§ What is being asked: Change every "query" in the rows below to "prompt" and reproduce them with nothing else altered. Leave the pictures out of your answer.
+++ Data supplied +++
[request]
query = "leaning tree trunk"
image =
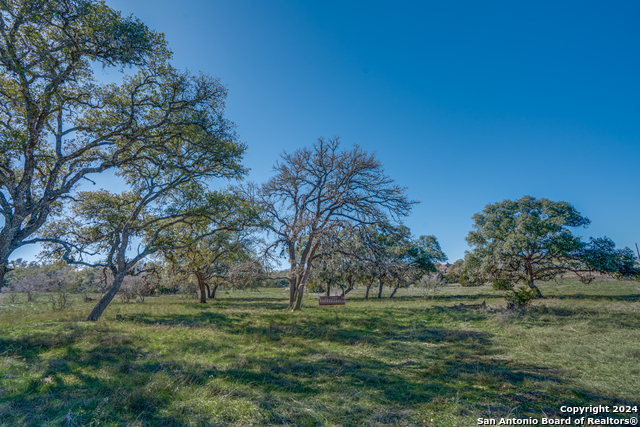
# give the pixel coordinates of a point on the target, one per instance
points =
(203, 288)
(299, 294)
(3, 270)
(106, 298)
(293, 287)
(394, 291)
(531, 284)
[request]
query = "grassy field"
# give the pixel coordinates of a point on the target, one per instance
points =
(243, 360)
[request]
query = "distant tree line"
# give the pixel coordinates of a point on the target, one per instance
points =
(331, 213)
+++
§ Result below:
[request]
prompt = "leaning tree trunk"
image =
# give the pixel coordinates of a point on the target, one per instance
points =
(203, 288)
(299, 294)
(3, 270)
(106, 298)
(293, 287)
(394, 291)
(531, 284)
[request]
prompt = "grassy field"
# give the pixel coordinates of a point on the target, one per instance
points =
(243, 360)
[request]
prompt = "distant tree line"
# give the pixel coordinates of a point on the target, one per instance
points =
(331, 213)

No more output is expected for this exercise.